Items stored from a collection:
+ + + +
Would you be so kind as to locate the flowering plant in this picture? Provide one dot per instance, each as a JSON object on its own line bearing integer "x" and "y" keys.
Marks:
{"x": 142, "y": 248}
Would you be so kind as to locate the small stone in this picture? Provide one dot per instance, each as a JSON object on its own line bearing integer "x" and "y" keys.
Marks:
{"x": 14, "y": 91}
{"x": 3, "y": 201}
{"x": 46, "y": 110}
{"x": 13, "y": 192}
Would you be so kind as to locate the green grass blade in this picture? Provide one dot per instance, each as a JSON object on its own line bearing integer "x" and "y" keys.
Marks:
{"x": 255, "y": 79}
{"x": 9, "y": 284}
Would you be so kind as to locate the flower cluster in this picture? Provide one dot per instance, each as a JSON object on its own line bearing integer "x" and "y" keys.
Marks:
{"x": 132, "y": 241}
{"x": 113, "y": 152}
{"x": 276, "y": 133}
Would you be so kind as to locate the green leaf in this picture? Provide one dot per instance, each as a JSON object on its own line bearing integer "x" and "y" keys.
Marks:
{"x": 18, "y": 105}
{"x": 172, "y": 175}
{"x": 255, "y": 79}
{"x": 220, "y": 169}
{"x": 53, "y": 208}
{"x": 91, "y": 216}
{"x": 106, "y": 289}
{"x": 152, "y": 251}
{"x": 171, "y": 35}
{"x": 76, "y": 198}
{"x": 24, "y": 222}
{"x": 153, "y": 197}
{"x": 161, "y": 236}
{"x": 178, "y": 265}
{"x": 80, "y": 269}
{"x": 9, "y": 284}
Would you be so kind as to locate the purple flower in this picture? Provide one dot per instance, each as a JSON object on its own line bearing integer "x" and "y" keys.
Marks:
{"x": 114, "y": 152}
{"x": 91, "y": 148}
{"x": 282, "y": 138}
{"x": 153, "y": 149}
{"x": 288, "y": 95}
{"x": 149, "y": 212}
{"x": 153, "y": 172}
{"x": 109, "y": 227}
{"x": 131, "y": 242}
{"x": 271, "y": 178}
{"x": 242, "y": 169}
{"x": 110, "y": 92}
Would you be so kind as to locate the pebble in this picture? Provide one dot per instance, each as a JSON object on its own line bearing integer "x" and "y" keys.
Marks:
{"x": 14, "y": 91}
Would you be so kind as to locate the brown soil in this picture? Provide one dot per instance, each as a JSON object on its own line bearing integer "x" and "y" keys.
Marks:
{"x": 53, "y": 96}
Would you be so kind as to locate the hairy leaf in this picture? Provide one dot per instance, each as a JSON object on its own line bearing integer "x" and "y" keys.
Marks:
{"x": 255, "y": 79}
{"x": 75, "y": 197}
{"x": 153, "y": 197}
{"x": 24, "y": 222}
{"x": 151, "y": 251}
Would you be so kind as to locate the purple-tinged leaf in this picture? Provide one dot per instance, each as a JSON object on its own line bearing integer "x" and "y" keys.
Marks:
+ + + +
SHORT PROBLEM: Give back the lines from the one containing "Would you be so kind as to locate the brown" through the last line, inclusive, with "Marks" changed to "Points" and nothing else altered.

WRITTEN RESPONSE:
Would you be so kind as to locate the brown soil in this picture? Provide one dot per instance, each as a JSON object on its own line bearing integer "x" and "y" keys.
Points:
{"x": 53, "y": 96}
Would you be so kind as to locate the hairy leaf in this picture? Provide one dot per instance, each as a JSON object on its own line bearing integer "x" and "y" keys.
Points:
{"x": 255, "y": 79}
{"x": 75, "y": 197}
{"x": 153, "y": 197}
{"x": 24, "y": 222}
{"x": 151, "y": 251}
Would you be so kind as to locate the purple-tinged leaf in this picture? Provide one dot per instance, each as a JSON object on its own line bearing integer "x" and "y" keys.
Points:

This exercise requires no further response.